[Stated goal]
Reproduce the records word for word from their first line through the line holding "pixel 255 131", with both ends included.

[Data in this exercise]
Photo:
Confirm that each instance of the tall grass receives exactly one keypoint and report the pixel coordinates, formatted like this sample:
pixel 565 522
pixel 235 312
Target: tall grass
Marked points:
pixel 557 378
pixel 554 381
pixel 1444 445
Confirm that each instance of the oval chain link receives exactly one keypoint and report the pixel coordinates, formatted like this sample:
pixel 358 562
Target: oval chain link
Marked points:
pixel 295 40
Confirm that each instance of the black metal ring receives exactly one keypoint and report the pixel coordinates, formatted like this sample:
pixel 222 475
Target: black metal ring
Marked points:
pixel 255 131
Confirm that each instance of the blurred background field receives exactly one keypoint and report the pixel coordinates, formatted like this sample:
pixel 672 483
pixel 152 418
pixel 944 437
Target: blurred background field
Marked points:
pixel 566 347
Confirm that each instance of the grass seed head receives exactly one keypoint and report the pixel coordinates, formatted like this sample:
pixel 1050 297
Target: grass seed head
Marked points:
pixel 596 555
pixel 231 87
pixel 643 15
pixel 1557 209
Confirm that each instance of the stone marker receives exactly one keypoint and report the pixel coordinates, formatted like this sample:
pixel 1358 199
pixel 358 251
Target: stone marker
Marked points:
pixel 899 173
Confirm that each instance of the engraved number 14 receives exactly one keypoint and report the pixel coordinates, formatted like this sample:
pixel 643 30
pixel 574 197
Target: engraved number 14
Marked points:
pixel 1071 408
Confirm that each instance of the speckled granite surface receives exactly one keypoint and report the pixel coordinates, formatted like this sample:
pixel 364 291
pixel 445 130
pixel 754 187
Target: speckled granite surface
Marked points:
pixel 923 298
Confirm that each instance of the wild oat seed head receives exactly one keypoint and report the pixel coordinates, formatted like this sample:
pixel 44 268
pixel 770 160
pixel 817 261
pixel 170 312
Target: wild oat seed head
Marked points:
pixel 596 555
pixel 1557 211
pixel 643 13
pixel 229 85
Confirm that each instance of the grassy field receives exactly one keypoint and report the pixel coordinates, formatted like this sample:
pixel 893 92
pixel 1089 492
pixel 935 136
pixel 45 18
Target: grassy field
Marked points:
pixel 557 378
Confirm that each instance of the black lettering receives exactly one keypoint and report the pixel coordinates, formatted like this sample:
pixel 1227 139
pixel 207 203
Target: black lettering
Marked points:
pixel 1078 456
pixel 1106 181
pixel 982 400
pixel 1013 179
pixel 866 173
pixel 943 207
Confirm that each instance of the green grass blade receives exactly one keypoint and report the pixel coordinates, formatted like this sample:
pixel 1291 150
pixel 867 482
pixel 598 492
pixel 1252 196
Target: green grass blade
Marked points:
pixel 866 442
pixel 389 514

[Answer to the problem]
Photo:
Confirm that each instance of the tall grass receives exactly one keypoint and report the pixel coordinates, formatted like this sample:
pixel 565 522
pixel 235 312
Target: tall grass
Marked points:
pixel 557 378
pixel 554 381
pixel 1444 445
Confirm that each instance of the oval chain link receives exactly one keypoint and report the pixel coordinates, formatted like this sample:
pixel 358 562
Target: oval chain link
Marked points:
pixel 295 40
Confirm that each instance of the black metal ring receives exactly one keypoint and report the pixel coordinates, formatted like this sample:
pixel 222 475
Target: black metal ring
Marked points:
pixel 255 131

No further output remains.